§ **JOB A**
Reproduce verbatim the passage of the mailing-list thread on __tls_get_addr, starting with "I also don't" and going on through "a demanding issue.".

§ **DOCUMENT SECTION**
►
I also don't have a strong opinion on whether __tls_get_addr should be 
interposable, but I'm happy to try and make the RISC-V port match 
arm64/x86.  I guess we're kind of safe for now as we don't have TLSDESC 
merged, though I think we were getting pretty close there so we should 
probbaly decide before we accidentally commit to an ABI.

> I will take a look again on the ThreadPropertiesAPI, since it is has
> been more and more a demanding issue.

H.J. Lu April 9, 2024, 2:46 p.m. UTC | #12

On Tue, Apr 9, 2024 at 7:11 AM Palmer Dabbelt <palmer@dabbelt.com> wrote:
>
> On Tue, 09 Apr 2024 07:03:45 PDT (-0700), adhemerval.zanella@linaro.org wrote:
> >
> >
> > On 09/04/24 05:30, Szabolcs Nagy wrote:
> >> The 04/08/2024 13:57, Adhemerval Zanella Netto wrote:
> >>> On 08/04/24 04:26, Szabolcs Nagy wrote:
> >>>> The 04/07/2024 16:29, Cristian Rodríguez wrote:
> >>>>> On Fri, Apr 5, 2024 at 11:59 AM Szabolcs Nagy <szabolcs.nagy@arm.com> wrote:
> >>>>>> The 04/05/2024 09:35, Adhemerval Zanella wrote:
> >>>>>>> Use the hidden alias instead.
◄
Excerpts of pointing records:
►
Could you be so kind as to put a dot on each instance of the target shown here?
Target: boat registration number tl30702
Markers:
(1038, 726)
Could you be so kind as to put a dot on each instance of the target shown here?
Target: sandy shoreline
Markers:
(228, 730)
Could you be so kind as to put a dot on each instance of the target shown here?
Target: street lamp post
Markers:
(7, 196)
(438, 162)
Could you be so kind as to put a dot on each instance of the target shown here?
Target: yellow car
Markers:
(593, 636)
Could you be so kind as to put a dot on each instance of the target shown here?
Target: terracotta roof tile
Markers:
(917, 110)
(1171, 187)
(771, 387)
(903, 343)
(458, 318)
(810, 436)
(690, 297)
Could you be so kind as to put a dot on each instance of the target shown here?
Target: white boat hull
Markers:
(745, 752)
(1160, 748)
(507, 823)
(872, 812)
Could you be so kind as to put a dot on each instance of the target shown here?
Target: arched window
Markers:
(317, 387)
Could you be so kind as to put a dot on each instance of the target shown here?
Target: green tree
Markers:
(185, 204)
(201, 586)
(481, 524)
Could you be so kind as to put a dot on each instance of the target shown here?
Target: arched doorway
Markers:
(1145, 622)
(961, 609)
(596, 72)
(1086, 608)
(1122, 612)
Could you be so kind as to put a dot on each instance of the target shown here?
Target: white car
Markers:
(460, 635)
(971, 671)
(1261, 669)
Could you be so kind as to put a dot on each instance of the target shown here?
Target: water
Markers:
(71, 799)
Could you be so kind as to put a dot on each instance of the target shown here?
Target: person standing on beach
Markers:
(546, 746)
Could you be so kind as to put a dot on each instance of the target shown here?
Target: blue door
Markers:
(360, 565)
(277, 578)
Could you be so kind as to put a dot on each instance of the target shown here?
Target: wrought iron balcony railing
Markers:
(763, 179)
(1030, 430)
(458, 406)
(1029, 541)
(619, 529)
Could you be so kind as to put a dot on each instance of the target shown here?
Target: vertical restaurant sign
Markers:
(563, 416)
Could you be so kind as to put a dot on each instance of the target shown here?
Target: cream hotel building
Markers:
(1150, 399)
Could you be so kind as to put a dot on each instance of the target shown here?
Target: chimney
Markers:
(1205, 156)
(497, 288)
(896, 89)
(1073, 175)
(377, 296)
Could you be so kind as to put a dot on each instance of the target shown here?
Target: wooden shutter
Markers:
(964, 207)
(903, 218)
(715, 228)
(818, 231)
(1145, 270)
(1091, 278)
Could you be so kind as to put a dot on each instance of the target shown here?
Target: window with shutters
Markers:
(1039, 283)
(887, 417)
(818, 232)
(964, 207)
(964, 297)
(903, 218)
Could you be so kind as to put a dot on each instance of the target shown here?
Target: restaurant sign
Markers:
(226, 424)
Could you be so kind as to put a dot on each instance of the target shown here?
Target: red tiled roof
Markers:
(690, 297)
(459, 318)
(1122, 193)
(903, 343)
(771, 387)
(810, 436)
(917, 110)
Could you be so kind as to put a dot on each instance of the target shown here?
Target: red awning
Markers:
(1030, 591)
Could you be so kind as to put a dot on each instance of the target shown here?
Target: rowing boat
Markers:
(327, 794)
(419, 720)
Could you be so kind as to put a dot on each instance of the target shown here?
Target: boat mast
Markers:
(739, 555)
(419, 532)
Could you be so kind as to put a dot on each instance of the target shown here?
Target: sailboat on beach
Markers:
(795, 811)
◄
§ **JOB B**
Count the lines of the records that contain the string "beach". Reply with the number alone.

§ **EXERCISE RESULT A**
I also don't have a strong opinion on whether __tls_get_addr should be 
interposable, but I'm happy to try and make the RISC-V port match 
arm64/x86.  I guess we're kind of safe for now as we don't have TLSDESC 
merged, though I think we were getting pretty close there so we should 
probbaly decide before we accidentally commit to an ABI.

> I will take a look again on the ThreadPropertiesAPI, since it is has
> been more and more a demanding issue.

§ **EXERCISE RESULT B**
2